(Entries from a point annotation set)
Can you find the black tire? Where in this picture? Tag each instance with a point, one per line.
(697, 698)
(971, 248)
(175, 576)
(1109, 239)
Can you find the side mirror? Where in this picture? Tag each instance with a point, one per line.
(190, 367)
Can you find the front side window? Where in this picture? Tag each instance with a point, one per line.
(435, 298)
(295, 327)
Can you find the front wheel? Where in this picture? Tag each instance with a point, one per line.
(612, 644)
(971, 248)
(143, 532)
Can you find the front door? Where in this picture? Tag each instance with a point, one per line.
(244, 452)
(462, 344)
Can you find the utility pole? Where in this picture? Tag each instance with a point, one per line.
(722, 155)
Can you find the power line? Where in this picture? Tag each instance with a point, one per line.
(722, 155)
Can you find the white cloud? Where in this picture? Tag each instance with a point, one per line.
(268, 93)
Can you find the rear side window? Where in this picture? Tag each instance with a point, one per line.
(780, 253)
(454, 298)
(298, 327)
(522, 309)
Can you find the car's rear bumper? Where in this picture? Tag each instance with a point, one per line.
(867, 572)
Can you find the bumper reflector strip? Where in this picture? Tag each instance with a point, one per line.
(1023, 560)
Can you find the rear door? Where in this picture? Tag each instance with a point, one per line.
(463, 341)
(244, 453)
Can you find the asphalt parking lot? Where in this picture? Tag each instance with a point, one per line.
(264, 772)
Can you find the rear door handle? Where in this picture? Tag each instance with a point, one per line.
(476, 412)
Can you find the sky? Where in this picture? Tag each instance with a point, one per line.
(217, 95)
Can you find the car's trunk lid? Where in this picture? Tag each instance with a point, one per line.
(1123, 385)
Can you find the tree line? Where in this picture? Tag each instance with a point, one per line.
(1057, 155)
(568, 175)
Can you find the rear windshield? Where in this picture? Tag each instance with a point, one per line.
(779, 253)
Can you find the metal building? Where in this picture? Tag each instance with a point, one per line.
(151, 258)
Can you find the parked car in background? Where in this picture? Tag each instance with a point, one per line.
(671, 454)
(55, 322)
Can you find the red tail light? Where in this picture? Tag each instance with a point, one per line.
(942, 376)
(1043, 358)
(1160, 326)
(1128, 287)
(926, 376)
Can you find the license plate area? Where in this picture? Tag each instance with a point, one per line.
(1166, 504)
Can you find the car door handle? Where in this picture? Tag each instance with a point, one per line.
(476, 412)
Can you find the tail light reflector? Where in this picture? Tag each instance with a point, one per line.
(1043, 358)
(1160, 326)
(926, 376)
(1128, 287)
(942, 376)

---

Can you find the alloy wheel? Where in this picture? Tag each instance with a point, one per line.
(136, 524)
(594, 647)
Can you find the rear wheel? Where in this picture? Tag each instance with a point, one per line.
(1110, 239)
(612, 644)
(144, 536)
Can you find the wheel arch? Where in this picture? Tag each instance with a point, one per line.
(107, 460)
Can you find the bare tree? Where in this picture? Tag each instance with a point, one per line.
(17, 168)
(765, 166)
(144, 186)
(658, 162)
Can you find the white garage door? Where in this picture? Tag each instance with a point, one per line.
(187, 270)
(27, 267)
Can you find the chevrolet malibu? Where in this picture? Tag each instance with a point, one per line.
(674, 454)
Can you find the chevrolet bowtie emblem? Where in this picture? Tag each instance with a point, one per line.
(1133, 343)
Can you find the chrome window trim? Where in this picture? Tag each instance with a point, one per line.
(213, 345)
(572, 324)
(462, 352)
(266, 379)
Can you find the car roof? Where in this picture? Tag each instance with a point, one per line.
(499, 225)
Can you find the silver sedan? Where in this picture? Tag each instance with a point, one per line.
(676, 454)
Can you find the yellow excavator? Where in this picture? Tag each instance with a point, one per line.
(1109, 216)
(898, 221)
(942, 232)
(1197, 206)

* _Goal of the exercise_: Format the material from the line containing "Can you find the silver" through the line containing "(1197, 206)" as a numbered list, including both of those lines and leaving out any blank lines.

* _Solved exercise_:
1. Can you find the silver sedan? Where in this picture? Tag each instance with a point, one per line.
2. (676, 454)
3. Can you find the yellow excavator? Where in this picture? Tag each instance with a point, one per line.
4. (1109, 216)
5. (898, 221)
6. (942, 232)
7. (1197, 206)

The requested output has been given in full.